* _GOAL_
Copy out every one of the rows below in full, requests included. Scale each x and y coordinate in the answers by 0.55 and round the result to a whole number, rounding halves up.

* _DATA TO USE_
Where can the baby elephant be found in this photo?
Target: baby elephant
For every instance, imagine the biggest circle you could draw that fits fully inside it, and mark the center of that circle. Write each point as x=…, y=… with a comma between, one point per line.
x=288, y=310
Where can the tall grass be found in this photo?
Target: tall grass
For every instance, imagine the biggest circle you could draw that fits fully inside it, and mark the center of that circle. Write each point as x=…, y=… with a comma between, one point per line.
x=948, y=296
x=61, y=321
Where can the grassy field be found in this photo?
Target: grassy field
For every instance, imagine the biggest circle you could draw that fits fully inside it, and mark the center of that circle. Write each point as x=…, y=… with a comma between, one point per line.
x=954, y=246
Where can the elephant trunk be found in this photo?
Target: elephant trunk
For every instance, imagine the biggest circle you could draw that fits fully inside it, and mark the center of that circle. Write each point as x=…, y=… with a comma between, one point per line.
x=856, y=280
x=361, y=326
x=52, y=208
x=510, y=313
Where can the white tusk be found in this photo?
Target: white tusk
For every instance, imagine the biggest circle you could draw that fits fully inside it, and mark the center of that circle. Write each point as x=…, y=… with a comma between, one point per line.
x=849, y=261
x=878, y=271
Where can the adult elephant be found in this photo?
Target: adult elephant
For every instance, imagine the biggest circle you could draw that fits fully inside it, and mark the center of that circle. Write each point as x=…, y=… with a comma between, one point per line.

* _ANSWER_
Where can the baby elephant be found in this photo?
Target: baby elephant
For every instance, imagine the biggest circle you could draw that fits fully inside it, and mark the center of that circle. Write each point as x=…, y=… with a comma between, one point per line.
x=158, y=171
Where can the tall grass be found in this photo?
Target: tall grass
For every instance, imagine the biggest circle you could draw that fits fully inside it, and mark the center of that circle. Write each point as x=…, y=… with a comma between, one point per line.
x=521, y=163
x=34, y=177
Where can the grassy field be found in this photo?
Target: grassy field
For every instance, imagine the biggest circle you could draw that fits fully inside it, and mark the center of that circle. Write each point as x=…, y=… with a comma between, one point per line.
x=525, y=135
Where can the elephant trunk be found in this photo?
Target: elephant trunk
For every instance, imagine the biggest circle you could draw that fits fully inside it, and mark the center of that circle. Write each point as x=…, y=… with a comma between, one point per line.
x=471, y=154
x=199, y=179
x=29, y=114
x=281, y=172
Where can the white tusk be found in this photo?
Target: white tusk
For every instance, imagine the biggest circle you could draw that fits fully inside it, and mark the center of that circle. Write each point as x=…, y=… with a comma between, one point per line.
x=467, y=144
x=483, y=149
Where can the adult elephant be found in this photo?
Target: adult elephant
For every instance, imagine the biggest circle you could draw that fits fully inside it, and mark the center of that circle. Write each point as x=…, y=… with a comma between, one point per line.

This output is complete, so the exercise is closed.